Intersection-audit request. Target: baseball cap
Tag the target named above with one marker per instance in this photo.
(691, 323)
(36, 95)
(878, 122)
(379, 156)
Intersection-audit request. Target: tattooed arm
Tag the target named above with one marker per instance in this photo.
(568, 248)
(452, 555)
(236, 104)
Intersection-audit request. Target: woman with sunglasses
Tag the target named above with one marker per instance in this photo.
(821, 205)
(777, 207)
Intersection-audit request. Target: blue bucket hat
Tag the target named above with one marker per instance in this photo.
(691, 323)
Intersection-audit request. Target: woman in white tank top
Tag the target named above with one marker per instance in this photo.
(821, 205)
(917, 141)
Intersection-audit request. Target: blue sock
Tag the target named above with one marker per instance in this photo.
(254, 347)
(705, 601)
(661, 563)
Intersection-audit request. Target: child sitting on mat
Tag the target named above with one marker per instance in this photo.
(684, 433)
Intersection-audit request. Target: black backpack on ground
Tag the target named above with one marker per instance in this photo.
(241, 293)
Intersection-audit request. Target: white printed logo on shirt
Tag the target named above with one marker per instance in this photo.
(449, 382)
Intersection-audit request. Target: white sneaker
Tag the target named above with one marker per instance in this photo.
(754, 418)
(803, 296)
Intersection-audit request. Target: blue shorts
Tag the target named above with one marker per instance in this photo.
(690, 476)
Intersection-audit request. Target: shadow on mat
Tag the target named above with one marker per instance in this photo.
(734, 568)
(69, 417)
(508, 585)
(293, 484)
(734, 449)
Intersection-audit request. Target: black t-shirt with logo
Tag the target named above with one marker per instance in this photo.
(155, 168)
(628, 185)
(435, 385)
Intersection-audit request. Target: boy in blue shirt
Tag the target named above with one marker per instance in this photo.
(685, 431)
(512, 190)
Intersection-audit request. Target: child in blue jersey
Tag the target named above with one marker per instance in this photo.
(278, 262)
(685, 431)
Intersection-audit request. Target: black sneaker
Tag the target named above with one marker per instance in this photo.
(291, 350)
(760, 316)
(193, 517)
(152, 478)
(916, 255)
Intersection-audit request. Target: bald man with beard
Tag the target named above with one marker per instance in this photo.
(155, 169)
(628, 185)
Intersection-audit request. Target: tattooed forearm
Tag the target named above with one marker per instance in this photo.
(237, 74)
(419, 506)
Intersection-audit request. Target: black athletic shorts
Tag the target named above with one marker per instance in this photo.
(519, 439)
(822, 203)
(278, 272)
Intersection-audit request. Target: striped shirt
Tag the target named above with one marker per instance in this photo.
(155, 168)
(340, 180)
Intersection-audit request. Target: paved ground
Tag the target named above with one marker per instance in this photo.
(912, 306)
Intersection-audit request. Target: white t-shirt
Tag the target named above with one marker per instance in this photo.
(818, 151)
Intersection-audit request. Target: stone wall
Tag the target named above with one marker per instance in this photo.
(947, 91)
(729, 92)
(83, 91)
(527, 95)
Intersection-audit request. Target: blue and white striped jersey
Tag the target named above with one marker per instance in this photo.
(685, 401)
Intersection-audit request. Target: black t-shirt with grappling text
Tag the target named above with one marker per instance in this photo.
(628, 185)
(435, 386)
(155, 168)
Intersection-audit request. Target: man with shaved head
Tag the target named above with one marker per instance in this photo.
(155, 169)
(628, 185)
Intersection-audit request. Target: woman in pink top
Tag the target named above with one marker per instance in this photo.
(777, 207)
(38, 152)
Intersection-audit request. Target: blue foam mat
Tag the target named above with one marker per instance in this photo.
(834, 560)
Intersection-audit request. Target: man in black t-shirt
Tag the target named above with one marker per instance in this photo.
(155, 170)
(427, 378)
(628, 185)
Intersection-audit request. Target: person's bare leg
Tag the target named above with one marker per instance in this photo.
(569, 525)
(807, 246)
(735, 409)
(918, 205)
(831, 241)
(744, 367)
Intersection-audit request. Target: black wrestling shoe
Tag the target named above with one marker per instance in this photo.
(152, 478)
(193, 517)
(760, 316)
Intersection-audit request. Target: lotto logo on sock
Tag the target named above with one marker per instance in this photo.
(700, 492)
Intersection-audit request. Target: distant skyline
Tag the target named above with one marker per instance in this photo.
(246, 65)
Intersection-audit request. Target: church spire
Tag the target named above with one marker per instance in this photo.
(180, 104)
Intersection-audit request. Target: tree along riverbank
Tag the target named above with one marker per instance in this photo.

┄┄┄┄┄┄

Every line in the listing above should be repeated exactly.

▶ [Result of this task]
Intersection-audit request. Target: baseball cap
Tag the target named above with one marker per instance in this photo.
(691, 323)
(36, 95)
(878, 122)
(379, 156)
Intersection-audit request. Target: tattooed arm
Tag the target named above with one marker per instance in this photo.
(568, 248)
(452, 555)
(236, 104)
Intersection-audit request. Target: woman with sunglasses
Tag the target named above with one marker per instance in this photo.
(821, 205)
(777, 207)
Intersection-audit request. Target: blue bucket hat
Tag the target named above with one marker per instance in this photo.
(691, 323)
Intersection-audit request. Target: woman in white tank top
Tag the target named above with one marker per instance in this photo.
(821, 205)
(917, 141)
Intersection-audit request. Target: blue sock
Tag the target named above with one marker per instance in this photo.
(254, 347)
(705, 601)
(661, 563)
Intersection-audit request. Target: child sitting on mat
Tag the target named above with one marker per instance in this photo.
(684, 433)
Intersection-audit request. Target: black backpack on ground
Tag the target named above with one marker per instance in this photo.
(241, 293)
Intersection-audit request. Target: white printed logo on shirt
Tag the target named above with one marker per instance in this photo.
(449, 382)
Intersection-audit request. Target: white sneaker
Tag the target named above with one marker per instance in this photo.
(754, 418)
(803, 296)
Intersection-audit request. Target: blue shorts
Tag the target named above with one marker per instance in this photo.
(690, 476)
Intersection-audit request. Target: shadow on mat
Tag the target named above with one marker per instance in this photo.
(734, 568)
(69, 417)
(508, 585)
(293, 484)
(734, 449)
Intersection-audit request. Target: black t-shirt with logo
Tag the target named above with one marker per instance in this photo.
(155, 168)
(628, 185)
(435, 385)
Intersection-audit request. Target: boy in blue shirt
Tag the target named above with one marker per instance in this photo.
(685, 431)
(512, 190)
Intersection-audit request. Target: child in blue jersey
Tag the target named above with one marker per instance in this photo.
(278, 262)
(685, 431)
Intersection-audit request. Target: black sneaker
Tag the target named above with one marker per instance in this photo.
(291, 350)
(760, 316)
(193, 517)
(152, 478)
(916, 255)
Intersection-audit request. Target: bald man with beard
Tag the target named above with one marker per instance in this photo.
(155, 169)
(628, 185)
Intersection-audit request. Target: tattooed forearm
Tag the target named above with one marker per instance in this photo.
(237, 74)
(419, 506)
Intersection-audit request. Target: black athletic shorts
Tag the target named above with one marker per instance in this photo.
(519, 439)
(822, 203)
(278, 272)
Intersection-audit request. Target: striped shirt
Tag the target named above with one marker per instance in this photo.
(155, 168)
(340, 180)
Intersection-audit request. Target: paved ground
Tag the target named above with one marker per instance in this photo.
(912, 306)
Intersection-audit request. Target: white t-shirt
Tag the target named above with one marker per instance in this photo.
(818, 151)
Intersection-audit request. Target: stone wall
Tag the target named above with one marker per instance in this photo.
(947, 91)
(729, 92)
(83, 91)
(527, 95)
Intersection-audit request. Target: blue and white striped jersey
Tag the target named above with one marker per instance in this photo.
(685, 401)
Intersection-audit request. Target: black t-shirt with grappling text
Tag the target named above with one marker per instance in this photo.
(628, 185)
(435, 386)
(155, 168)
Intersection-audit request. Target: man with shaved head
Tag the target named above with one marker per instance in this photo.
(155, 169)
(628, 185)
Intersection-audit request. Target: woman in pink top
Tag the target named above with one marker per instance in this photo.
(777, 207)
(38, 152)
Intersection-audit request. Target: blue foam mat
Tag the target named above with one marker per instance in this photo.
(834, 560)
Intersection-audit request. Target: man in black t-shirt
Tag the target named above with one marker per instance in this photo.
(155, 170)
(427, 378)
(628, 185)
Intersection-audit request. Target: person's bare leg
Tag the target named above with one marker per instance in this photo.
(569, 525)
(807, 246)
(735, 409)
(918, 205)
(831, 241)
(744, 367)
Intersection-audit request. Target: black wrestling shoe
Tag the target named above with one marker per instance in this photo.
(152, 478)
(193, 517)
(760, 316)
Intersection-audit request. Target: lotto logo on sock
Tag the target named above with one marker per instance in this photo.
(700, 492)
Intersection-audit request. Target: distant skyline
Tag the target named above with one marker per instance in this photo.
(246, 65)
Intersection-audit request. Target: church spire
Tag the target named above with one marker per instance in this photo.
(180, 104)
Intersection-audit request. Target: tree along riverbank
Tag the target named above with one marker per instance in this photo.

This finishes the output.